● **Activité**:
Recopiez le passage du texte sur les pierres dressées commençant par « 15À l’image des » et se terminant par « crainte et respect. », en changeant « pierres dressées » en « stèles ».

14Là comme ailleurs, on remarque que les mêmes fonctions peuvent être remplies indifféremment par des piliers en pierre ou en bois. Cette substituabilité nous suggère que les sociétés non mégalithiques à piliers de bois doivent être associées à la réflexion globale sur la question des pierres dressées. Dans certaines tribus indiennes de la côte nord-ouest de l’Amérique du Nord, par exemple, les fonctions assumées ailleurs par des menhirs le sont par des piliers en bois souvent appelés de manière réductrice mâts-totems. Ces derniers peuvent être des « mâts-tombeaux » qui abritent physiquement les os du défunt déposés dans un coffre posé au sommet du pilier érigé devant la maison du lignage. D’autres piliers sculptés plantés eux aussi devant la maison peuvent raconter l’histoire, mélange hagiographique de faits réels et mythiques, du lignage, et d’autres être dressés en l’honneur d’invités prestigieux. D’autres encore, dans un tout autre registre, sont érigés pour faire honte à une personne qui s’est abstenue de payer une dette. Le monument est alors appelé shame pole ; il signe l’un des rares cas où l’érection de piliers s’éloigne clairement de la dimension commémorative. Il y a donc une sorte de continuité entre les sociétés qui, pour exprimer une gamme de messages qui se recoupent largement, n’utilisent que la pierre, celles qui font appel au bois et à la pierre et celles qui, à l’image des tribus de la côte nord-ouest, n’emploient que le bois. On peut noter au passage que, si elle a bien sûr disparu des paysages, la mixité pierre-bois est bien attestée pour le mégalithisme néolithique européen. On sait aussi, depuis peu, qu’une partie au moins des pierres dressées du même complexe mégalithique portaient des décorations peintes (Bueno Ramirez et al. 2009, Bueno Ramirez et al. 2012). Mais l’ethnographie nous livre également des menhirs à décoration amovible, comme cette étonnante pierre dressée à vocation funéraire Gewada photographiée par J.-P. Cros et R. Joussaume il y a quelques années en Éthiopie et dont le caractère anthropomorphe est renforcé par la présence de véritables vêtements (fig. 4).
15À l’image des menhirs indonésiens abritant l’esprit d’un ancêtre, les pierres dressées sont donc, au moins dans certains cas, autre chose que de pesants monolithes commémorant des événements passés ; ils s’inscrivent dans le paysage comme des éléments vivants et agissants que l’on côtoie avec crainte et respect.

● **Données fournies**:
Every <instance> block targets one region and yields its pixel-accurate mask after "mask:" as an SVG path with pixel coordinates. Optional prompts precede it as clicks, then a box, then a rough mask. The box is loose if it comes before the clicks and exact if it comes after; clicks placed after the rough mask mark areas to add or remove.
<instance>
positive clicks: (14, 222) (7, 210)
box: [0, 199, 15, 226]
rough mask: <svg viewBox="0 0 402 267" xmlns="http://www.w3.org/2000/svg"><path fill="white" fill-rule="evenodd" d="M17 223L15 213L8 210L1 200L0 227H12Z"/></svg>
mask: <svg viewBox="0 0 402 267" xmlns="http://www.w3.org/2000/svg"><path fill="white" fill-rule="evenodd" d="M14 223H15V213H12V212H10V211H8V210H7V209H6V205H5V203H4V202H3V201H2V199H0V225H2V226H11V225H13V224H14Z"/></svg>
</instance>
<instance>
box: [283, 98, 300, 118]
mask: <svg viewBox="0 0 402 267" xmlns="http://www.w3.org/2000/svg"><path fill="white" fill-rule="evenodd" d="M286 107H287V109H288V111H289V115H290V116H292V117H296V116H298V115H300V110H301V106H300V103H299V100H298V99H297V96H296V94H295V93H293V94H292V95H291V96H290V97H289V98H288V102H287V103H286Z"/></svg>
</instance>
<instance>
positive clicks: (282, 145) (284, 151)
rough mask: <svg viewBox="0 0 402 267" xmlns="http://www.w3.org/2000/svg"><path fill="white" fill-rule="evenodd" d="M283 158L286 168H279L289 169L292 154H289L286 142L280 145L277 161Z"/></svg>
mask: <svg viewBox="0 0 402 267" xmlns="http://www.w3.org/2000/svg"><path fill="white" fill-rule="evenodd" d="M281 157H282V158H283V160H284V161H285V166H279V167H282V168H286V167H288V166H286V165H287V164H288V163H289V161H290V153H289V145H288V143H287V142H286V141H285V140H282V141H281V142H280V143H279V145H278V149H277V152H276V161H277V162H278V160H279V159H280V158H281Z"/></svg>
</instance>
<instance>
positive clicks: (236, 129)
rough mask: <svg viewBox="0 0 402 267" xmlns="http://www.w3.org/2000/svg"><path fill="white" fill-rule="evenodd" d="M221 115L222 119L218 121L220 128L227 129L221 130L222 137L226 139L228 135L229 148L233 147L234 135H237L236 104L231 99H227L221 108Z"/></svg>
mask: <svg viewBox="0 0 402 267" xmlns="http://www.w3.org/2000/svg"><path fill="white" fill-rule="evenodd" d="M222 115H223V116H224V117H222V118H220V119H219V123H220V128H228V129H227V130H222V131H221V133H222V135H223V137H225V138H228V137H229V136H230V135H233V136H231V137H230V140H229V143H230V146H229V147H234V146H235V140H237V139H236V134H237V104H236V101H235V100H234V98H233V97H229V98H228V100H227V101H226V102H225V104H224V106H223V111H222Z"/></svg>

● **Résultat de la tâche**:
15À l’image des menhirs indonésiens abritant l’esprit d’un ancêtre, les stèles sont donc, au moins dans certains cas, autre chose que de pesants monolithes commémorant des événements passés ; ils s’inscrivent dans le paysage comme des éléments vivants et agissants que l’on côtoie avec crainte et respect.